> Records from a collection

************

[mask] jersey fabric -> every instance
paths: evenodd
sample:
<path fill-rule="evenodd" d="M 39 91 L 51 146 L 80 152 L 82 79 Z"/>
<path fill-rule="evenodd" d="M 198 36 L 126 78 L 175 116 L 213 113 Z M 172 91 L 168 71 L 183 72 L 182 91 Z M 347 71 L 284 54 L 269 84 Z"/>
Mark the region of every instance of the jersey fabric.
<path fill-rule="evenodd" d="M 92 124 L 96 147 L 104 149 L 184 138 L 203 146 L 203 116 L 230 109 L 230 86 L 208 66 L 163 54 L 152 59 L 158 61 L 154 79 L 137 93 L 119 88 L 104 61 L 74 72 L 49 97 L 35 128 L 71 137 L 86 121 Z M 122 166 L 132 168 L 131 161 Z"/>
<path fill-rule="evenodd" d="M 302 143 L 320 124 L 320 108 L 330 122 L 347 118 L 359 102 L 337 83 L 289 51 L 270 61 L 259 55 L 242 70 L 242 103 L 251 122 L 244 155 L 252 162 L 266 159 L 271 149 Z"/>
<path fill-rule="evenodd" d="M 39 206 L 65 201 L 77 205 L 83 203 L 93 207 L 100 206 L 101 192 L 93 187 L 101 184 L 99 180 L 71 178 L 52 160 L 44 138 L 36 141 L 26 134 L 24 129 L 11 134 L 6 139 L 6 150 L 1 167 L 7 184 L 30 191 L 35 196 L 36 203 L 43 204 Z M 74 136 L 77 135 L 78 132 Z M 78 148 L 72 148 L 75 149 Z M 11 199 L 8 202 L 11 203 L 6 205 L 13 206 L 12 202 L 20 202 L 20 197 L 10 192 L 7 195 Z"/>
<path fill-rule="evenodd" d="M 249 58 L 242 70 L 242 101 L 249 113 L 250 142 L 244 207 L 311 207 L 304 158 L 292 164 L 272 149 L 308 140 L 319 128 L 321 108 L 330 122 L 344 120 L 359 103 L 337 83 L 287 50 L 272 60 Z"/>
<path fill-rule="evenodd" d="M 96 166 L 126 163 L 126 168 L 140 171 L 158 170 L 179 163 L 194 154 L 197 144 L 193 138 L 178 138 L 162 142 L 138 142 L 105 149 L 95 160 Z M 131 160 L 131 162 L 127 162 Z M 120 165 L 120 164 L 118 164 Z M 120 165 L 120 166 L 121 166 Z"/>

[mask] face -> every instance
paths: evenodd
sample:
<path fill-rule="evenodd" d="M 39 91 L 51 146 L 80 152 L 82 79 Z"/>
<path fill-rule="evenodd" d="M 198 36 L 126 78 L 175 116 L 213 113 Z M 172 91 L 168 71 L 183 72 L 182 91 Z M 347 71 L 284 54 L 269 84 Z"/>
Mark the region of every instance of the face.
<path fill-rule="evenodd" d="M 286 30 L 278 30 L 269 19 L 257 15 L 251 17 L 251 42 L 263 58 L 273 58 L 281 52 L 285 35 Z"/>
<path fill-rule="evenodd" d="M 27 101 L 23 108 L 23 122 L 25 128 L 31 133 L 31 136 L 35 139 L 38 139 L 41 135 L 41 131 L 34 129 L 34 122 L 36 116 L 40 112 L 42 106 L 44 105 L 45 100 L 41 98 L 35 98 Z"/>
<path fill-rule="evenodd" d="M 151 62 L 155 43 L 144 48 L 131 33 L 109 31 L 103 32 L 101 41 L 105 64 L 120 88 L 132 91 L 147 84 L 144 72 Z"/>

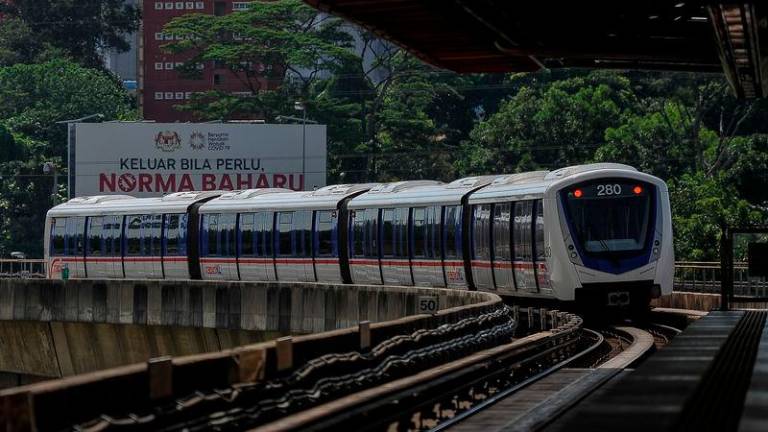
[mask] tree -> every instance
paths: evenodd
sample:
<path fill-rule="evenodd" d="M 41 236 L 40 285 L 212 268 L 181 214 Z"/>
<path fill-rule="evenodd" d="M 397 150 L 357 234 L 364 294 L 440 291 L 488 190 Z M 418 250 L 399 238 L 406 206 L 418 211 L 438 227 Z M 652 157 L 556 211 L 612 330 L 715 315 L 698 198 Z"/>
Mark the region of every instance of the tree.
<path fill-rule="evenodd" d="M 464 143 L 463 174 L 531 171 L 592 159 L 604 131 L 638 109 L 630 82 L 611 72 L 592 72 L 540 82 L 529 76 L 499 111 L 480 122 Z"/>
<path fill-rule="evenodd" d="M 64 158 L 66 127 L 56 122 L 91 114 L 135 118 L 131 98 L 111 75 L 66 60 L 0 68 L 0 119 L 14 132 L 47 143 Z"/>
<path fill-rule="evenodd" d="M 307 100 L 322 73 L 333 72 L 352 59 L 352 37 L 342 21 L 299 0 L 254 1 L 246 11 L 224 16 L 188 14 L 164 31 L 183 40 L 169 43 L 169 52 L 187 53 L 181 71 L 199 75 L 196 65 L 213 62 L 242 84 L 245 94 L 211 91 L 195 95 L 184 110 L 197 117 L 228 119 L 261 114 L 273 120 L 286 99 Z M 281 96 L 293 95 L 293 98 Z"/>
<path fill-rule="evenodd" d="M 0 3 L 0 14 L 29 30 L 14 36 L 23 41 L 17 44 L 20 57 L 29 47 L 49 45 L 94 68 L 103 68 L 101 53 L 130 48 L 127 37 L 141 19 L 138 8 L 123 0 L 13 0 Z"/>
<path fill-rule="evenodd" d="M 105 72 L 66 60 L 0 67 L 0 250 L 42 254 L 46 211 L 64 192 L 42 172 L 45 162 L 66 160 L 67 129 L 56 122 L 94 113 L 135 118 L 130 97 Z"/>

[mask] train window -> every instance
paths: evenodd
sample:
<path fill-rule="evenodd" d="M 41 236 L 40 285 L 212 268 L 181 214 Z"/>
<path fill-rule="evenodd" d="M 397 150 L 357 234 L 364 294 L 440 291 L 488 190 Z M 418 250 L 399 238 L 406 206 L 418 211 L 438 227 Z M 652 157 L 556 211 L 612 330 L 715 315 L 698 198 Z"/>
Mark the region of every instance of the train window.
<path fill-rule="evenodd" d="M 125 246 L 126 255 L 141 255 L 141 216 L 131 215 L 125 217 Z"/>
<path fill-rule="evenodd" d="M 187 215 L 165 215 L 165 255 L 185 256 L 187 254 Z"/>
<path fill-rule="evenodd" d="M 424 208 L 413 209 L 413 256 L 423 258 L 426 256 L 426 210 Z"/>
<path fill-rule="evenodd" d="M 203 256 L 219 254 L 219 215 L 203 215 Z"/>
<path fill-rule="evenodd" d="M 242 213 L 240 214 L 240 256 L 252 256 L 254 252 L 254 243 L 256 240 L 254 226 L 256 214 L 255 213 Z"/>
<path fill-rule="evenodd" d="M 460 258 L 461 250 L 461 206 L 444 207 L 443 253 L 445 258 Z"/>
<path fill-rule="evenodd" d="M 518 261 L 531 261 L 533 259 L 531 244 L 531 210 L 532 201 L 518 201 L 515 203 L 515 259 Z"/>
<path fill-rule="evenodd" d="M 163 215 L 142 216 L 141 234 L 144 243 L 144 255 L 160 256 L 162 252 Z"/>
<path fill-rule="evenodd" d="M 534 224 L 534 229 L 536 230 L 536 261 L 544 261 L 546 259 L 546 254 L 544 250 L 544 206 L 542 200 L 535 201 L 536 211 L 534 214 L 536 215 L 536 220 Z"/>
<path fill-rule="evenodd" d="M 427 208 L 427 257 L 440 257 L 440 216 L 439 207 Z"/>
<path fill-rule="evenodd" d="M 354 211 L 352 225 L 352 251 L 354 256 L 378 258 L 378 209 L 360 209 Z"/>
<path fill-rule="evenodd" d="M 120 227 L 123 222 L 122 216 L 104 217 L 104 243 L 106 254 L 110 256 L 122 255 L 122 233 Z"/>
<path fill-rule="evenodd" d="M 67 219 L 54 218 L 51 221 L 51 255 L 65 254 L 65 238 L 67 233 Z"/>
<path fill-rule="evenodd" d="M 219 231 L 221 231 L 219 254 L 226 257 L 236 256 L 235 225 L 237 215 L 224 213 L 219 216 Z"/>
<path fill-rule="evenodd" d="M 88 218 L 88 251 L 89 256 L 106 255 L 106 244 L 104 241 L 104 218 L 101 216 L 91 216 Z"/>
<path fill-rule="evenodd" d="M 510 211 L 511 203 L 500 203 L 493 206 L 493 257 L 494 260 L 510 262 L 512 251 L 510 247 Z"/>
<path fill-rule="evenodd" d="M 324 210 L 317 212 L 317 222 L 315 230 L 317 231 L 317 256 L 332 257 L 337 256 L 336 252 L 336 211 Z"/>
<path fill-rule="evenodd" d="M 294 255 L 299 257 L 312 257 L 312 212 L 297 211 L 293 218 L 296 249 Z"/>
<path fill-rule="evenodd" d="M 293 212 L 278 213 L 278 235 L 279 235 L 279 256 L 290 256 L 293 254 Z"/>
<path fill-rule="evenodd" d="M 256 254 L 262 257 L 272 257 L 274 242 L 272 240 L 275 214 L 272 212 L 256 213 L 255 224 L 259 227 L 259 235 L 256 239 Z"/>
<path fill-rule="evenodd" d="M 395 209 L 383 209 L 381 211 L 381 229 L 383 235 L 381 238 L 382 255 L 392 257 L 394 255 L 395 238 Z"/>
<path fill-rule="evenodd" d="M 472 256 L 474 259 L 490 261 L 491 259 L 491 204 L 474 206 L 472 218 Z"/>

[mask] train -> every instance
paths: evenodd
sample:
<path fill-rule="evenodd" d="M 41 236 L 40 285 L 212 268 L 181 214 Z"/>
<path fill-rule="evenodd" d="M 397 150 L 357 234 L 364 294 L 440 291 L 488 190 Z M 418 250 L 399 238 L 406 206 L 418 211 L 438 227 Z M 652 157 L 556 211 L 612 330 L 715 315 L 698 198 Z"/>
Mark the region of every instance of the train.
<path fill-rule="evenodd" d="M 667 186 L 622 164 L 438 181 L 74 198 L 49 278 L 426 286 L 647 308 L 672 290 Z M 66 270 L 65 270 L 66 269 Z"/>

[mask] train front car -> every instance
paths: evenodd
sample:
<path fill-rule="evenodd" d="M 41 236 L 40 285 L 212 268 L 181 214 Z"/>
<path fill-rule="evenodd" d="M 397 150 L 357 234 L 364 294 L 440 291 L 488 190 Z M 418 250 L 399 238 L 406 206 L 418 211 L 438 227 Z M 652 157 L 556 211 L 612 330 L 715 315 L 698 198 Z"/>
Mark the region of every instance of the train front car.
<path fill-rule="evenodd" d="M 582 309 L 648 309 L 672 291 L 674 252 L 666 184 L 620 164 L 547 175 L 550 279 Z"/>

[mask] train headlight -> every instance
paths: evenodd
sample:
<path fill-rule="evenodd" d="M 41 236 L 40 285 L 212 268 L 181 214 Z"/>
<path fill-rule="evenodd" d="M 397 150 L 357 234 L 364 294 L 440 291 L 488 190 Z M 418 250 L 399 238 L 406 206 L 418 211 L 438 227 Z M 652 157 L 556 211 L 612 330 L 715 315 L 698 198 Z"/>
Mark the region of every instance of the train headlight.
<path fill-rule="evenodd" d="M 653 248 L 653 254 L 658 255 L 659 254 L 659 248 L 655 247 Z"/>
<path fill-rule="evenodd" d="M 576 252 L 571 252 L 571 258 L 576 259 L 579 255 Z"/>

************

> What this task involves
Your job is to return all lines above that hold the word "mask".

> Solution
[mask] jersey fabric -> every instance
[mask] face -> every instance
[mask] tree -> every instance
[mask] train window -> every instance
[mask] train -> every instance
[mask] train front car -> every instance
[mask] train headlight -> every instance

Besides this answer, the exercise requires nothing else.